## やること
A – 次の(i)〜(iii)が演奏会についての本文抜粋と合っているか、それぞれ「はい」か「いいえ」で答え、決め手となる本文の言葉をそのまま引用してください。(i) 演奏会はサントリーホールで開かれた。(ii) 演奏会の当日は雨が降っていた。(iii) 筆者は開演までスターバックスで待っていた。
B – 演奏会についての本文抜粋の続きを、最後の文の次から書いてください。

## 本文抜粋
*****

去る令和3年2月20日に東京赤坂のサントリーホールで行われた
海上自衛隊東京音楽隊第61回定例演奏会に参加させていただきました。

前日の雨は止みましたが、予報は一日曇りを告げる日曜です。
わたしは会員となっている商業施設の駐車場に早めに車を停め、
日曜で森閑としているビル内のスターバックスで開演を待ちました。

コロナ前であれば、オフィスは休業でももう少し人で賑わっていた場所です。
サントリーホールの前まで行ってみると、なんと向かいのビルは
カラヤン広場に面したカフェこそ営業していたものの、
ビル内部に続く扉はオフィス休業日ということで鍵がかかっていました。

サントリーホールには開館以来何度となく足を運びましたが、
こんな寒々しい開演前のカラヤン広場を見るのは初めてです。

昔・・・・・といってもまだバブルの尻尾的名残が残っていた頃、
当時の全日空ホテルに行くために広場前を横切ったら、
サントリーホールの前に、日本ではついぞ見たことがないような
ロングドレスにブラックタイの観客が、おそらくオペラの幕間だったのか、
外に出てきてなんとシャンパングラスを手に笑いさざめく光景を目撃しました。

*****

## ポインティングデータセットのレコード
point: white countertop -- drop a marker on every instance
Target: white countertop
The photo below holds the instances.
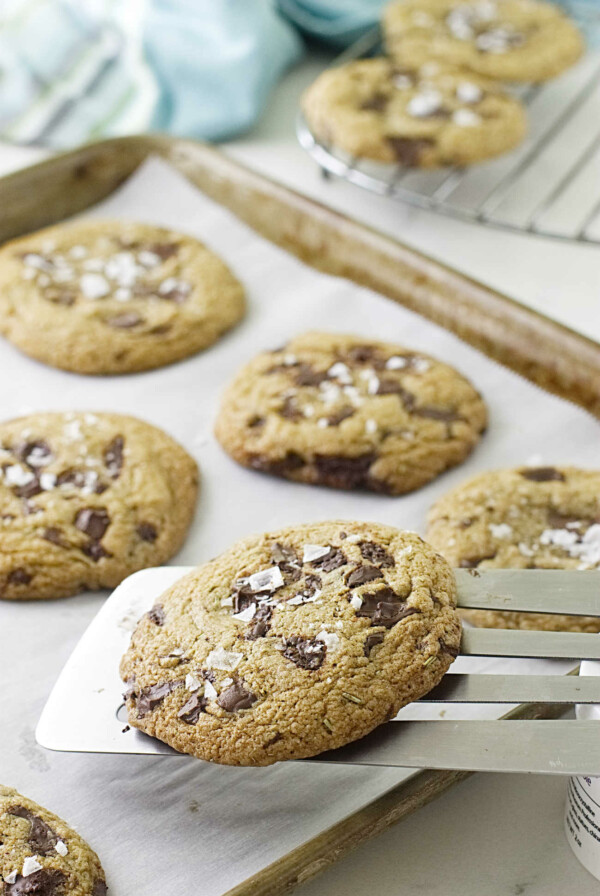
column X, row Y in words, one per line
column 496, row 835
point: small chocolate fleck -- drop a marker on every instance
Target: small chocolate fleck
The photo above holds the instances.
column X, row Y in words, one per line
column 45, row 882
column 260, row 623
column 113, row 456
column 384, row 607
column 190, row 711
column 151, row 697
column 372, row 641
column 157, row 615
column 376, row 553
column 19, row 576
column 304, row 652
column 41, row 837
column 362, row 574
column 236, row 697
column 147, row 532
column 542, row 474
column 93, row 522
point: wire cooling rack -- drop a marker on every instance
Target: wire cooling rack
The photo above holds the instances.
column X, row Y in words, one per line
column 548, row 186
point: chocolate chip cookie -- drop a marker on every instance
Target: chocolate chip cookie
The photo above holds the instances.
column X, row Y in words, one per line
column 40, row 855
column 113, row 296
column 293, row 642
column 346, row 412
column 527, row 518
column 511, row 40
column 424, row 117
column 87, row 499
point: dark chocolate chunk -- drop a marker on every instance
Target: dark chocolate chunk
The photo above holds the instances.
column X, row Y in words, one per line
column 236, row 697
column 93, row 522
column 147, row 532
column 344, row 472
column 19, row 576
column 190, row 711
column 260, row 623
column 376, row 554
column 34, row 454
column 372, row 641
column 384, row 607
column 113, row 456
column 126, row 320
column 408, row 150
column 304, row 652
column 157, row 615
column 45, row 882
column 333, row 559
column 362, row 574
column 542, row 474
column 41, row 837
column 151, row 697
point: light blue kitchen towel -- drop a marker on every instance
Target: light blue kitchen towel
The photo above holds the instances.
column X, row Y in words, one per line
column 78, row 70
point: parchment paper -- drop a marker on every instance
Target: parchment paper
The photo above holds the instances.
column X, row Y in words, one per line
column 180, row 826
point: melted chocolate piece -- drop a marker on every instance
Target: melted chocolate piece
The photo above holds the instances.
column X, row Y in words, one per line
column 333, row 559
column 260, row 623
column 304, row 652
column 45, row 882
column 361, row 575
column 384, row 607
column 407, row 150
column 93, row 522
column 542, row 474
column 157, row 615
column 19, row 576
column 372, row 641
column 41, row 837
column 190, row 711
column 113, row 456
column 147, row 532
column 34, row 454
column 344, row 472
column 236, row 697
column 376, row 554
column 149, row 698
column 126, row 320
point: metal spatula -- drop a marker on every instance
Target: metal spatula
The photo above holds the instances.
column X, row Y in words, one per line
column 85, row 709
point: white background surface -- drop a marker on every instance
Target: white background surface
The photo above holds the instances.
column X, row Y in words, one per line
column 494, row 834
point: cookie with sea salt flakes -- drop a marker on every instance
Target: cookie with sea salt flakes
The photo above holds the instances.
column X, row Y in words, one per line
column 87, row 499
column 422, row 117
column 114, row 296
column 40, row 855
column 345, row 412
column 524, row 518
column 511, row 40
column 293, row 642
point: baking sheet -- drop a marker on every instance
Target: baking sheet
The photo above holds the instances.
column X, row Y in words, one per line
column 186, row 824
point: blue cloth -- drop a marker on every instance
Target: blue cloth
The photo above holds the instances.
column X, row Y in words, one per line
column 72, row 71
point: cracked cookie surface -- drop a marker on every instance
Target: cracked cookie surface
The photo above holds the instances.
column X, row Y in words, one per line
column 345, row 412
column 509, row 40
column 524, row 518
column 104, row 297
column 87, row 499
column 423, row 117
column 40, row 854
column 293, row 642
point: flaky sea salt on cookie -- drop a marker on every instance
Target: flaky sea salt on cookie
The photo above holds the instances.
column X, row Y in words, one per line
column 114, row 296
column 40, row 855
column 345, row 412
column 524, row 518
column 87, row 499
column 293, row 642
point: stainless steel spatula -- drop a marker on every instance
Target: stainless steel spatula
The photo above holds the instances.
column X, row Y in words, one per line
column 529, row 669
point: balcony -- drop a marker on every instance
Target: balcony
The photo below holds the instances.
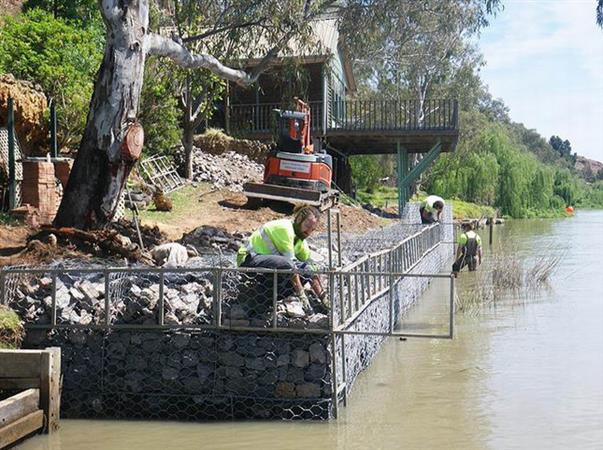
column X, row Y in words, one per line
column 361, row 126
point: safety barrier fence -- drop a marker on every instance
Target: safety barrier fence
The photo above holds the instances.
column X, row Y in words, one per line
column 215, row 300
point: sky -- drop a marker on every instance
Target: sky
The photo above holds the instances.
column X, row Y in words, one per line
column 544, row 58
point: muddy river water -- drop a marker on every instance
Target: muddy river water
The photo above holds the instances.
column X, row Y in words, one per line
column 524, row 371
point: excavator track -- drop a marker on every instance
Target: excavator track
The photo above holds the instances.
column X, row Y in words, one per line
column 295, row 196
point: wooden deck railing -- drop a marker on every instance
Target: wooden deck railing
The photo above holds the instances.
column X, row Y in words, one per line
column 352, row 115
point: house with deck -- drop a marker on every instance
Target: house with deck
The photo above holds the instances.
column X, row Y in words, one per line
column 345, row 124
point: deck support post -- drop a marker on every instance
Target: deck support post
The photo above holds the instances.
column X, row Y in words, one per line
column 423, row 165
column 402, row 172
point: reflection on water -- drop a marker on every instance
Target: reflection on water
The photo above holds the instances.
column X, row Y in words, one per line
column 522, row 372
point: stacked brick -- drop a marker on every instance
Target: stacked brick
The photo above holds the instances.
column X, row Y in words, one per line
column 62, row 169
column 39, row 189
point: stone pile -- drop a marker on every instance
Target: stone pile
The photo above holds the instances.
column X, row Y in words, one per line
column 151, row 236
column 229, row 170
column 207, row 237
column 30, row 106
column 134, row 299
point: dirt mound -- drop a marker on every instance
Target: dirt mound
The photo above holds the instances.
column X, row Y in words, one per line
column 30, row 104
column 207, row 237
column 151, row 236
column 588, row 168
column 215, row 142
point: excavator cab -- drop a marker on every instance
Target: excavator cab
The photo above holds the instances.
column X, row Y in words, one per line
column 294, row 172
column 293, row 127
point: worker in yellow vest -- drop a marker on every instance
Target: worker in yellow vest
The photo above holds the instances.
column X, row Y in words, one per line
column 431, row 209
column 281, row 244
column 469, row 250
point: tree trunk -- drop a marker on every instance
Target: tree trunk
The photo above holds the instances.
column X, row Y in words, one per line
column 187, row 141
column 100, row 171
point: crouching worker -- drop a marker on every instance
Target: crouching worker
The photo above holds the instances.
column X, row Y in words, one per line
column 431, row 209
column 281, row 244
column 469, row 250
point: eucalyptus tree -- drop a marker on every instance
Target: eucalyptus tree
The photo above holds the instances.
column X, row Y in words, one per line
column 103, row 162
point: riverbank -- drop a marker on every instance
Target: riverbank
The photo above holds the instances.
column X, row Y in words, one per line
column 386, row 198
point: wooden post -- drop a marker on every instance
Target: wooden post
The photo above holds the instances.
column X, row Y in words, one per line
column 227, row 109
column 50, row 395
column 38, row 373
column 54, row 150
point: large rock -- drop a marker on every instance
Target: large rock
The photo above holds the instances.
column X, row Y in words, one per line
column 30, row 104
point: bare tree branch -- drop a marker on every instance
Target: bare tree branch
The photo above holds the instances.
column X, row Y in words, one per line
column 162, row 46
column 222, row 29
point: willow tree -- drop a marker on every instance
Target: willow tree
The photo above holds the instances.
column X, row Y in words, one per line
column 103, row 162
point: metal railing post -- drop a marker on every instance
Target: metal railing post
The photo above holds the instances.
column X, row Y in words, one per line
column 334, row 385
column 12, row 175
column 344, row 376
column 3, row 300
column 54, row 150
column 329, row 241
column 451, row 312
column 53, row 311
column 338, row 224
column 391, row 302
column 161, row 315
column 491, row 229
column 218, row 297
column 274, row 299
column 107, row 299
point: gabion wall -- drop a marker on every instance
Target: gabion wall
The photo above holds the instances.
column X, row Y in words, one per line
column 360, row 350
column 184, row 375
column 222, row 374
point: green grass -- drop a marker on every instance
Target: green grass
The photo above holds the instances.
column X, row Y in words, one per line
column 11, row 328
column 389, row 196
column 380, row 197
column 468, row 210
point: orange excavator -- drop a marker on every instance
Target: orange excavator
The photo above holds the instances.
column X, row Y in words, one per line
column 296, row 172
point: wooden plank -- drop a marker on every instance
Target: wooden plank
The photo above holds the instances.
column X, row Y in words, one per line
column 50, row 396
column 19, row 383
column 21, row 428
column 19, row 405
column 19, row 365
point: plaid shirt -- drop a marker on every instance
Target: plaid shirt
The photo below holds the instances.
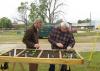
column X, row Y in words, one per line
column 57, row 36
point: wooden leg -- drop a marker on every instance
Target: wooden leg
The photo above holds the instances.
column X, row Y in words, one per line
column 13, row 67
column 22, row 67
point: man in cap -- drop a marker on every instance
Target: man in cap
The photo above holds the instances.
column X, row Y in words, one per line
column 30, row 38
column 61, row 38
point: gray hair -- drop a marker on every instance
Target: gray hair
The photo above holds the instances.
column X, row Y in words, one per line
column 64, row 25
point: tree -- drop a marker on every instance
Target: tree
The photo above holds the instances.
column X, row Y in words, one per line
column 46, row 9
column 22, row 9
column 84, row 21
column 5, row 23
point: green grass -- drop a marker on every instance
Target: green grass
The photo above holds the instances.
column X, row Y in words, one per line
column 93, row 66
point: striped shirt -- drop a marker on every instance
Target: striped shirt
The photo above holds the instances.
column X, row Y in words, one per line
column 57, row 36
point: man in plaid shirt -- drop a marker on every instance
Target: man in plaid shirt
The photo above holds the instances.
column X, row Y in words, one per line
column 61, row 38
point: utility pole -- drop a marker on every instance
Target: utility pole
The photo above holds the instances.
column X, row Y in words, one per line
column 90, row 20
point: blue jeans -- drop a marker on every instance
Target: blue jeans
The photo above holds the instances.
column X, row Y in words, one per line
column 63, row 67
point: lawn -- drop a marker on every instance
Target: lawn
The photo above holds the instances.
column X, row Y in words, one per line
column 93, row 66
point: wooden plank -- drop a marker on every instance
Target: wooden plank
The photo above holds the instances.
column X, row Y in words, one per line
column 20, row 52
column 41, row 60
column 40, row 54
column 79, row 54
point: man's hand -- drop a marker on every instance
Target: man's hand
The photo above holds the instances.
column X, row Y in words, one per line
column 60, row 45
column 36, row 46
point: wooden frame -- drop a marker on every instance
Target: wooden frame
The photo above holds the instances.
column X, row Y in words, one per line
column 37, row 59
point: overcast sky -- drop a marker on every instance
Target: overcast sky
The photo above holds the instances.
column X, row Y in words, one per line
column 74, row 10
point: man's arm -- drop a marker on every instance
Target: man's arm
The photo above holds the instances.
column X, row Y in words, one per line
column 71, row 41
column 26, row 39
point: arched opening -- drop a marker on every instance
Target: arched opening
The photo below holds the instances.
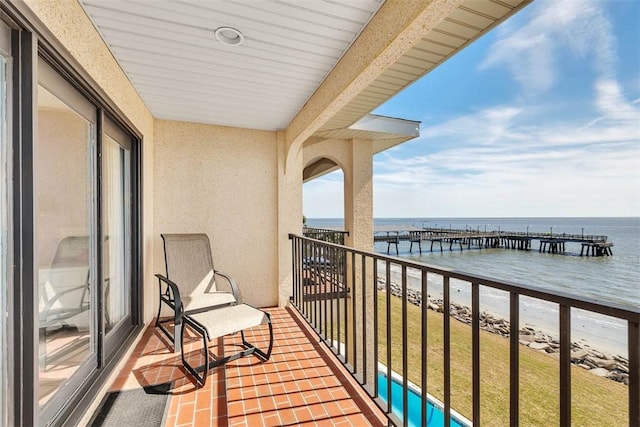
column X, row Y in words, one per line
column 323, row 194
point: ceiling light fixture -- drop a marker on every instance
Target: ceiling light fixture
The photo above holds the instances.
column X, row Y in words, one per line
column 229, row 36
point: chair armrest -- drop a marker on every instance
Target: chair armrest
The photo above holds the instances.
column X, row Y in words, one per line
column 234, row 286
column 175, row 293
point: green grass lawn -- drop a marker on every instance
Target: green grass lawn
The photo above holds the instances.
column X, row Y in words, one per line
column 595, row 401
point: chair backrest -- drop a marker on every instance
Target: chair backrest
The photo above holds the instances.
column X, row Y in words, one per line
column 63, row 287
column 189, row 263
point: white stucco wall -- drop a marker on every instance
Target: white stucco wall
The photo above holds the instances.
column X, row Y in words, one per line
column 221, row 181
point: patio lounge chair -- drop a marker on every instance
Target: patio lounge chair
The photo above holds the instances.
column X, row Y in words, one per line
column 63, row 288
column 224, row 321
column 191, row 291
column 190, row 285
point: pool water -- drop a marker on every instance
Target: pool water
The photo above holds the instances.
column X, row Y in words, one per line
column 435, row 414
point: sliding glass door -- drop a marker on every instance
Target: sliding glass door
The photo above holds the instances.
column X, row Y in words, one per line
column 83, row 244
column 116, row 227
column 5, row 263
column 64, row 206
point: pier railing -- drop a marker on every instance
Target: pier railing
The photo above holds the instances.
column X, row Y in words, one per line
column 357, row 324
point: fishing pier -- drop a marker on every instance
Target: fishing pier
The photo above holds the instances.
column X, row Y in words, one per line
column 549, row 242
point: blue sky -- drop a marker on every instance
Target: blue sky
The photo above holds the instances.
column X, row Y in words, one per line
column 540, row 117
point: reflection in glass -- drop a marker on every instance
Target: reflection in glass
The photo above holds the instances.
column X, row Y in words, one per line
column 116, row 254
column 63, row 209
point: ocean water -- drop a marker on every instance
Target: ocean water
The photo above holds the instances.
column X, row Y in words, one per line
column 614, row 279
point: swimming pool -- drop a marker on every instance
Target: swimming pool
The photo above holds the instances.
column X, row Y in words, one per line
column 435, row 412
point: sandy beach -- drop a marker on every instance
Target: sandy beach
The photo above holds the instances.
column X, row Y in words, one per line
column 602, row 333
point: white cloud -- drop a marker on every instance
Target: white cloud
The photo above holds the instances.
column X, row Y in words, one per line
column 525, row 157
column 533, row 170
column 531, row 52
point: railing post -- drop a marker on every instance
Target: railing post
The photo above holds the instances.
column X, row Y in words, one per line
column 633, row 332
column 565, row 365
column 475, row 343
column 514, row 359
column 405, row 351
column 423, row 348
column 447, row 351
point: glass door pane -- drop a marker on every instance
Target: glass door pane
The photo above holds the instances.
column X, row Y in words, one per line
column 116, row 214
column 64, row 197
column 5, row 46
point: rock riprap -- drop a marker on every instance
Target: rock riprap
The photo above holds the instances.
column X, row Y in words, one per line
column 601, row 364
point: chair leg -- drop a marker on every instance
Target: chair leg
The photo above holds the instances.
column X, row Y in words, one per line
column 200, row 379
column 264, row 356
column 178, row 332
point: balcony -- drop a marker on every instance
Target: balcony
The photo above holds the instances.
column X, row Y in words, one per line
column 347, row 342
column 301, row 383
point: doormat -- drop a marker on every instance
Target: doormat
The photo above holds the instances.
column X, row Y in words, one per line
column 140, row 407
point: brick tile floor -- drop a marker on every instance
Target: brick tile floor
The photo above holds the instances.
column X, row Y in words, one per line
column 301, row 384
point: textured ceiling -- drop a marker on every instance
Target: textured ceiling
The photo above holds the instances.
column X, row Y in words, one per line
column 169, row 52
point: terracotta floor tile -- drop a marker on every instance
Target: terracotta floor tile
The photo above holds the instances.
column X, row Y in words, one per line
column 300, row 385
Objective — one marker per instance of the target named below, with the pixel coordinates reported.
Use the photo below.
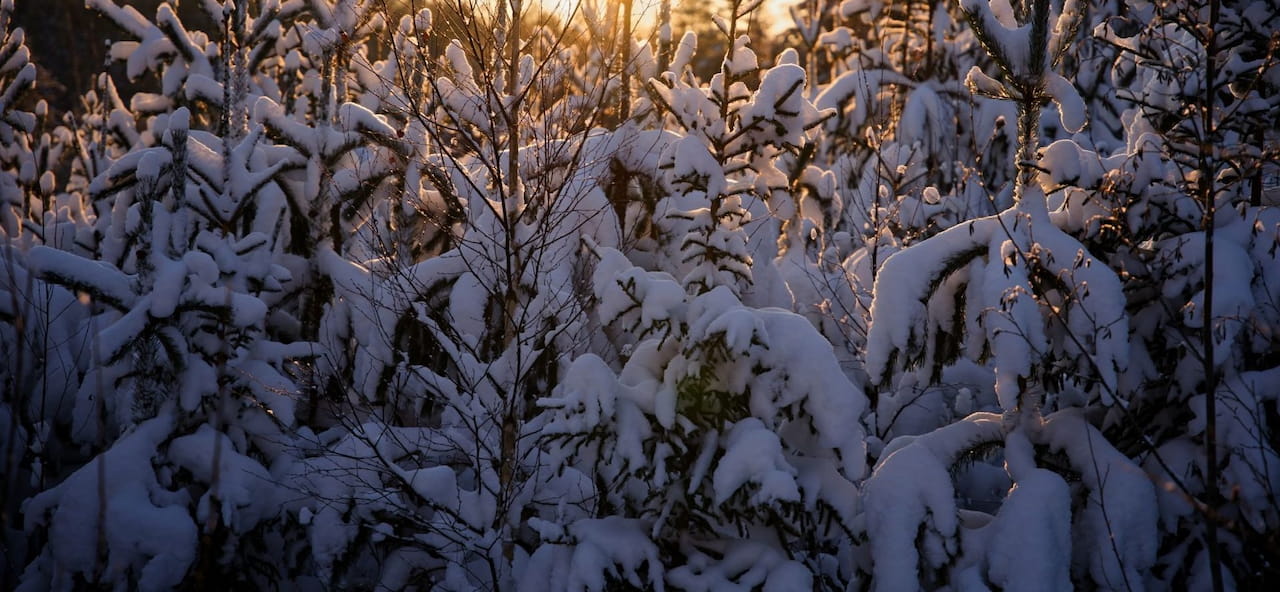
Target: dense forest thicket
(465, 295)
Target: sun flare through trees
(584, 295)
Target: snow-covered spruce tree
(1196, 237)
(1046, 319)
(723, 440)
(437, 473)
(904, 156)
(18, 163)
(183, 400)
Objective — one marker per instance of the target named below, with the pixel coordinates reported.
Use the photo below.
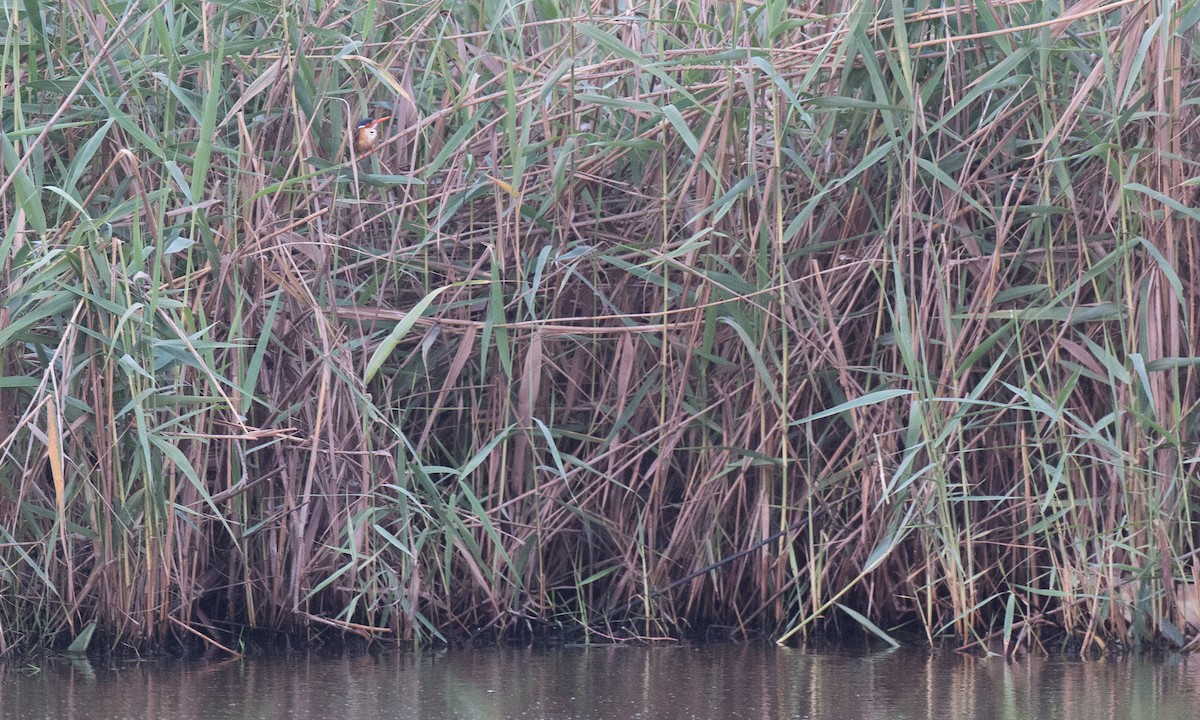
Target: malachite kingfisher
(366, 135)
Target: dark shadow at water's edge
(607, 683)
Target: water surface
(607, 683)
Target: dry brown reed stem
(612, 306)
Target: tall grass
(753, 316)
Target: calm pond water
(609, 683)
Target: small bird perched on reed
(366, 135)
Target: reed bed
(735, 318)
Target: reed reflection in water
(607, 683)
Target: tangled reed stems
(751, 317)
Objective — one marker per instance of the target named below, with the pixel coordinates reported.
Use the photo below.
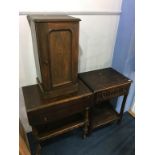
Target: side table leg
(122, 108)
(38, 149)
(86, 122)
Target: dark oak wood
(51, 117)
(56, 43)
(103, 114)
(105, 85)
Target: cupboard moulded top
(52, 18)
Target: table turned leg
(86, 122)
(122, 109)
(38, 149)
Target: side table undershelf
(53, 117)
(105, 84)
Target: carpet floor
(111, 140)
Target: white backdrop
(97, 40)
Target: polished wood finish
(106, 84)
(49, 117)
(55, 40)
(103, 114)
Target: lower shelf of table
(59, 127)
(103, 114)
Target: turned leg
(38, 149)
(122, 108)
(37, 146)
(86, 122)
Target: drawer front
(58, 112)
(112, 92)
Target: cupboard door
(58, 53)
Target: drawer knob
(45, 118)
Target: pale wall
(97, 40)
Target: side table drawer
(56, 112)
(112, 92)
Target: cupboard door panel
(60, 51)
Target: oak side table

*****

## 各作業の答え
A –
(i) はい:「東京赤坂のサントリーホールで行われた」
(ii) いいえ:「前日の雨は止みましたが」
(iii) はい:「ビル内のスターバックスで開演を待ちました」

B –
(シャンパンはおそらくロビーカウンターから持ってきたもの)

流石にそんな光景を見たのはその時だけでしたが、
今にして思えばあれは日本が華やかな時代を享受し尽し終わる前の
最後の残光のようなものだったような気がします。

あれからいろんなことが起こり、今ではそんなことがあったのが
夢ではないかと思えるそのまさに同じ場所で、わたしは一瞬感慨に耽りました。


今回は届いた座席番号の書かれたハガキ状の入場券を見せると
係はそれを手に取って確認することなく、プロブラムを自分で取って、
席に着くという「非接触型」の開場になっていました。

ロビーに人が出てソーシャルになるのを防ぐため、
休憩時間を設けずに短めのプログラムを一気に行うのも以前と同じです。

わたし自身もコンサートというものにはしばらく足を向けていませんでした。
自衛隊以外では非常事態宣言前のペンタトニックス以来行っていないのですが、
これがコロナ禍下でのコンサートの新しい常識というものなんでしょうか。

席は前回と同じく一席ごと空席を設け、ステージ前数列も空席です。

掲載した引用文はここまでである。